Q:   What liability does a lender have for failure of a borrower to comply with the PPP requirements or lender’s underwriting and due diligence actions?

A:   

  • Lenders may rely on certifications of the borrower in order to determine eligibility and to rely on specified documents provided by the borrower to determine qualifying loan amount and eligibility for forgiveness.
    • ​​​​​​​This includes a Borrower’s representation on the PPP Application that the “current economic uncertainty makes this loan request necessary to support the ongoing operations of the [Borrower].”
  • Lenders held harmless for borrowers’ failure to comply with program criteria.
  • Administrator cannot take enforcement action or impose penalties if the lender has received a borrower attestation.
  • The general anti-fraud provisions and penalties of the SBA statute still apply.

Q:   Can the lender submit an application for approval for a Borrower that is involved in bankruptcy proceedings at the time the application is made?

A:   No, if the Borrower or the owner of the Borrower is involved in bankruptcy proceedings at the time of the application, that business is not an eligible Borrower for a PPP Loan. Additionally, if the Borrower becomes involved in a bankruptcy proceeding after the application, but before funds are disbursed, it is the Borrower’s obligation to inform the Lender and the Lender must not disburse the funds to the Borrower. The Lender may rely on the Borrower’s representations regarding its or an owner’s involvement in bankruptcy proceedings at the time of the application.

Q:   Can the lender accept electronic signature on PPP loan applications or related documents?

A:   Yes; however, the authorized representative is signing on behalf of the borrower and each owner of 20% or more of the applicant’s equity, so if more than one signatory is necessary, contact your bank for an additional signature form.

  • Lenders may accept any electronic signatures that comply with the requirements of the Electronic Signatures in Global and National Commerce Act (P.L. 106-229).

Q:   Can PPP loans be sold on the secondary market?

A:    Yes, once the PPP loan is fully disbursed, the PPP loan may be sold on the secondary market at par, premium or discount. The SBA will not collect any fee for any guarantee sold on the secondary market, according to lender guidelines posted by the U.S. Treasury Department on its website on March 31, 2020. The SBA regulations issued April 2, 2020 state that further guidance will come.

Q:   Can PPP loans be syndicated or participated?

A:    It is unclear. The SBA has not addressed this issue. Other Section 7(a) Loans have very specific requirements for participations.

Q:   Are there restrictions on the types and amounts of fees and expenses that the lender may charge to the borrower or to the SBA?

A:    Yes.

  • The SBA will reimburse the lender for “processing” based on the principal amount of the loan at the time of disbursement, as follows:
    • 5.00% up to not including $350,000;
    • 3.00% from $350,000 to, but not including $2,000,000; and
    • 1.00% from $2,000,000 and up.
    • Such reimbursement shall be paid by the SBA within 5 days of the loan disbursement.
  • Agents that assist eligible borrower to prepare an application may not collect fees in excess of the limits established by the SBA, which are separate from the above processing fees. Agent fees cannot be paid by borrower or out of loan proceeds, but must be paid by the lender from the lender fees. Agent fees cannot exceed:
    • 1.00% for loans up to and not including $350,000;
    • 0.50% from $350,000 to, but not including $2,000,000; and
    • 0.25% from $2,000,000 and up.

_Things to do_:
1. In the PPP loan Q&A, reproduce the portion starting at "Q:   Can PPP loans be sold" and ending at "requirements for participations.", substituting "resale market" for "secondary market".
2. Pull out each line of the entries that contains the string "wing".

_Records for the exercise_:
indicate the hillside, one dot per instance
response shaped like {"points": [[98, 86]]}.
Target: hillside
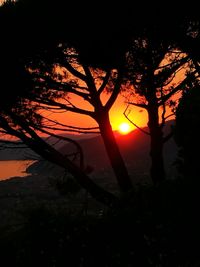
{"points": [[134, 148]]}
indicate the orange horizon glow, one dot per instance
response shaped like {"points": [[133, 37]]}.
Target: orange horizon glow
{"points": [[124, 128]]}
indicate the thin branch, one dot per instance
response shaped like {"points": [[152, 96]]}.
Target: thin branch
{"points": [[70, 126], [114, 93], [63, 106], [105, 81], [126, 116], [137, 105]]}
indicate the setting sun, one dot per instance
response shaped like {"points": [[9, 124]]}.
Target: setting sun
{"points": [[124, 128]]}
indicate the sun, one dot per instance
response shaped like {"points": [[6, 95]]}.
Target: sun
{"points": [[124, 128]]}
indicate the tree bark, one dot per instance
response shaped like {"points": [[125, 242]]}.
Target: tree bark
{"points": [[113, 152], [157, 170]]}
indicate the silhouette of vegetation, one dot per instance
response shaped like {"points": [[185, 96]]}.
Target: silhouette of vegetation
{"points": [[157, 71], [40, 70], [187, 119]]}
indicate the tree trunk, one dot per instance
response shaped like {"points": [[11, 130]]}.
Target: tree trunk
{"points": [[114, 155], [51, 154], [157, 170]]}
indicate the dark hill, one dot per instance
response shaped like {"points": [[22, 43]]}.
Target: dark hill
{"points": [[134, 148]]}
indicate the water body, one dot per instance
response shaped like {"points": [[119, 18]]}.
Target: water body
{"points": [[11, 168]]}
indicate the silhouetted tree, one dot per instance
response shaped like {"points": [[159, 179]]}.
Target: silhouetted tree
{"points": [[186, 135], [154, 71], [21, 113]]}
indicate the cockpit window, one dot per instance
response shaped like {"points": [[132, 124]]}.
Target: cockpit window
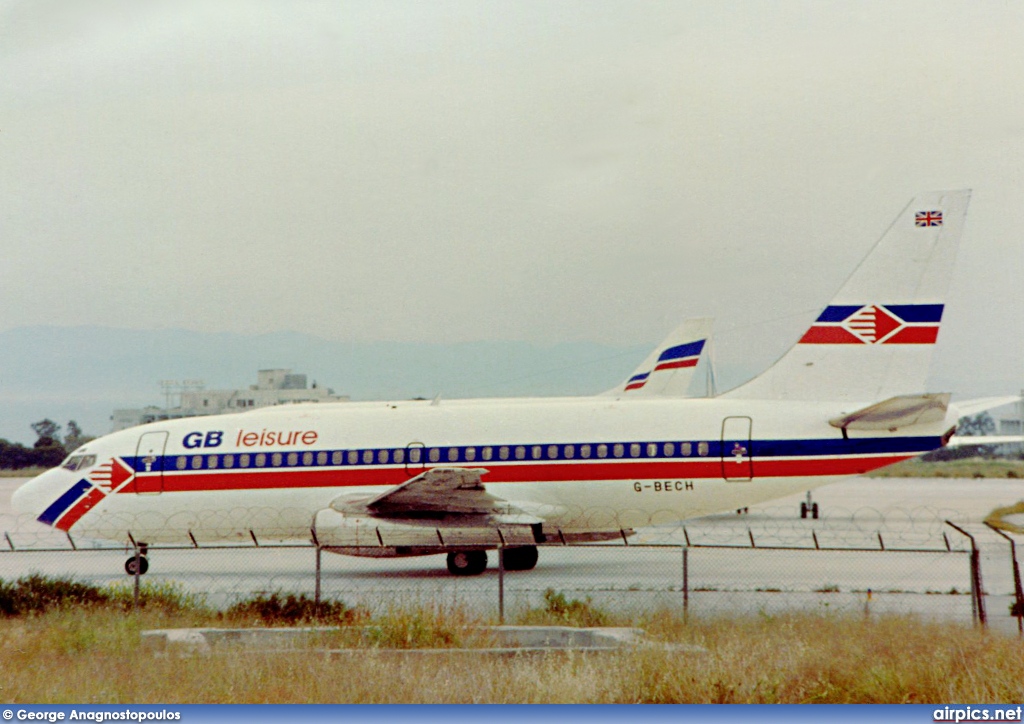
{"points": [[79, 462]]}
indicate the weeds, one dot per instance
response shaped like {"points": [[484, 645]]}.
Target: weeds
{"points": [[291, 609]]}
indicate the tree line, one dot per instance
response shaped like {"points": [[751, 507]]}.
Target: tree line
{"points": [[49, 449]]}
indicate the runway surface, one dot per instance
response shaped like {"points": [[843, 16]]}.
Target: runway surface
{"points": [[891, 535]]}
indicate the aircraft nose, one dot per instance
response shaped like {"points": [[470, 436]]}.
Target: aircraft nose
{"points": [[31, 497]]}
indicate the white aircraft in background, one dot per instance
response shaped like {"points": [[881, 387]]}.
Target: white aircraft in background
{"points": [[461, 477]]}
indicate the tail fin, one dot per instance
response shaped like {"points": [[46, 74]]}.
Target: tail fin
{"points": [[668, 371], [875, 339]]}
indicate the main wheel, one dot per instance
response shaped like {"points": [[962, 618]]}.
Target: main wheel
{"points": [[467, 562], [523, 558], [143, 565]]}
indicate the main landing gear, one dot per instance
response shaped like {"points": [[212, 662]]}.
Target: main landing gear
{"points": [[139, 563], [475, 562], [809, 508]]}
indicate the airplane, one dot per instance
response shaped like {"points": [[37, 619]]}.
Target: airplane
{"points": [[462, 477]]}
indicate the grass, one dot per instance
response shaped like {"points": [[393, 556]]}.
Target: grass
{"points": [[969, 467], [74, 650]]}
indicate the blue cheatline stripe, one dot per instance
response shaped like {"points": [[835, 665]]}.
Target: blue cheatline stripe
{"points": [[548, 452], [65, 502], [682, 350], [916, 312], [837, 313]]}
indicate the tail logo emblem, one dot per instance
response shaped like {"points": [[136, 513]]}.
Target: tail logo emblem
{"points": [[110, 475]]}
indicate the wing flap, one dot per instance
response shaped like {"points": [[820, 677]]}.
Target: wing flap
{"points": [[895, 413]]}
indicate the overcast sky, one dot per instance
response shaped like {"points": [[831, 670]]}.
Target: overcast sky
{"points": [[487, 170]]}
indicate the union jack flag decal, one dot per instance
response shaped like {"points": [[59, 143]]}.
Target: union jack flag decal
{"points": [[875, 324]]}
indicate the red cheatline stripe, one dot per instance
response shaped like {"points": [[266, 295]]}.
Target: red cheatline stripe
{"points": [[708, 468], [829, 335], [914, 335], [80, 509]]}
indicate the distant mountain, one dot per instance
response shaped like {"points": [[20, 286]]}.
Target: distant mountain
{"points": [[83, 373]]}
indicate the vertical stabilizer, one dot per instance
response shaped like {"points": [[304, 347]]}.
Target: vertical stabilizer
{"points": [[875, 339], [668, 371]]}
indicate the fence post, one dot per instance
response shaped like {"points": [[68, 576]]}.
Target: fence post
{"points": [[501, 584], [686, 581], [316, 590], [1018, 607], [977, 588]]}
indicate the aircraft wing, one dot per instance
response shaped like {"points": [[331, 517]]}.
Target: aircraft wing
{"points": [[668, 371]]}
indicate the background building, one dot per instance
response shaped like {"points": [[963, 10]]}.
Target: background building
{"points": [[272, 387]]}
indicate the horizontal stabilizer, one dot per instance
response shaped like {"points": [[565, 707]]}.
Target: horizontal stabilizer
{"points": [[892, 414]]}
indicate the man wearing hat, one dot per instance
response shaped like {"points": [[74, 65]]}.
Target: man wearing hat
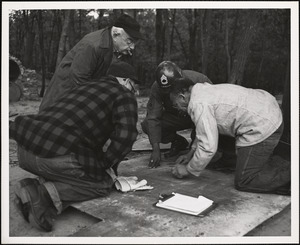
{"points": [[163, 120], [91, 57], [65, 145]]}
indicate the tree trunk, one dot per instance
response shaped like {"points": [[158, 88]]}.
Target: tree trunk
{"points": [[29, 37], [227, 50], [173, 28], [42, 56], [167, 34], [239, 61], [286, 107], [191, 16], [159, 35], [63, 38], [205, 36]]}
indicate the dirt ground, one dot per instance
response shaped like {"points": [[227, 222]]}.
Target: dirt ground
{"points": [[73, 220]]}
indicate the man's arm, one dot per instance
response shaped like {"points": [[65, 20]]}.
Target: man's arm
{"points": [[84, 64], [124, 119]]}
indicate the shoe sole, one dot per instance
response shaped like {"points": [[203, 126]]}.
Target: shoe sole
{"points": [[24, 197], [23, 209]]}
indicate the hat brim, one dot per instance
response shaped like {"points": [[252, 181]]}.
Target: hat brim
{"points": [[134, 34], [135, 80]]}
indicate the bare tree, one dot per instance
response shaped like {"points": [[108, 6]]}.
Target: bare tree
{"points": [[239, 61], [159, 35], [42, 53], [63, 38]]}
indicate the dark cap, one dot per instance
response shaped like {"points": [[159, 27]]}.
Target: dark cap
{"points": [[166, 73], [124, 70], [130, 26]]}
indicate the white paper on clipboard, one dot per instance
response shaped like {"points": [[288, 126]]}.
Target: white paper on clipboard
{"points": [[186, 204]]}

_Expected outputs_:
1.
Q:   Can PPP loans be sold on the resale market?

A:    Yes, once the PPP loan is fully disbursed, the PPP loan may be sold on the resale market at par, premium or discount. The SBA will not collect any fee for any guarantee sold on the resale market, according to lender guidelines posted by the U.S. Treasury Department on its website on March 31, 2020. The SBA regulations issued April 2, 2020 state that further guidance will come.

Q:   Can PPP loans be syndicated or participated?

A:    It is unclear. The SBA has not addressed this issue. Other Section 7(a) Loans have very specific requirements for participations.

2.
indicate the wing flap, one dot per instance
Target: wing flap
indicate the aircraft wing, one dot per instance
Target: aircraft wing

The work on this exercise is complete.